Exercise objective →
From the line containing "Target: white face mask" down to the final line of the entries below, restate each line word for word and add nothing.

Records supplied →
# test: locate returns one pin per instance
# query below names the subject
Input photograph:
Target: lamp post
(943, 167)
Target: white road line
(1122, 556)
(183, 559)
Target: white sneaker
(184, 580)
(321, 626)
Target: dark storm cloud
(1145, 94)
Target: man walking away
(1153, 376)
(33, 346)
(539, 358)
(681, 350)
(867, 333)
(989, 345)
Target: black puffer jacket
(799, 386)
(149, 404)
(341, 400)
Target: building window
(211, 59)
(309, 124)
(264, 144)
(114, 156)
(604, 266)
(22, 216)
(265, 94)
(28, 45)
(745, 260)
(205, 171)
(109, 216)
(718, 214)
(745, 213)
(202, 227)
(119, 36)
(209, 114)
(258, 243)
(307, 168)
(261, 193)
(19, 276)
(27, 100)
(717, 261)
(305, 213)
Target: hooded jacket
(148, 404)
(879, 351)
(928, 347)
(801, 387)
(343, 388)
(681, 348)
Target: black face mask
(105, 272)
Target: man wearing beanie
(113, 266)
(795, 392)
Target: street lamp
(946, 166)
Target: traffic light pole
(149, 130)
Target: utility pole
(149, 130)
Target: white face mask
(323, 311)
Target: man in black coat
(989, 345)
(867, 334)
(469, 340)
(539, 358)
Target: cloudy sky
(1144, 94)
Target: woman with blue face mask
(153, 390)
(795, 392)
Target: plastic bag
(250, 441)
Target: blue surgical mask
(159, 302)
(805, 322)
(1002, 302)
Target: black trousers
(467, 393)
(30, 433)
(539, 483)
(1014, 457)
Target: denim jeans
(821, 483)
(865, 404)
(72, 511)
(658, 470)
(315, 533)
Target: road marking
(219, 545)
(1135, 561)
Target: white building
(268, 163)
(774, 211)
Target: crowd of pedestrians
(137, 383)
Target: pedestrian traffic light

Your response →
Target: white face mask
(323, 311)
Target: man in black coat
(989, 345)
(867, 334)
(469, 340)
(539, 358)
Target: cloudy sky
(1144, 94)
Target: woman with blue face mask
(153, 390)
(795, 392)
Target: plastic bag
(250, 441)
Target: blue surgical mask
(159, 302)
(805, 322)
(1002, 302)
Target: black trousers
(467, 393)
(30, 433)
(539, 483)
(1014, 457)
Target: denim jeans
(821, 483)
(865, 404)
(72, 511)
(658, 470)
(315, 533)
Target: road marking
(219, 545)
(1135, 561)
Target: white building
(268, 163)
(774, 211)
Target: crowd of pedestrians
(137, 383)
Target: pedestrian traffic light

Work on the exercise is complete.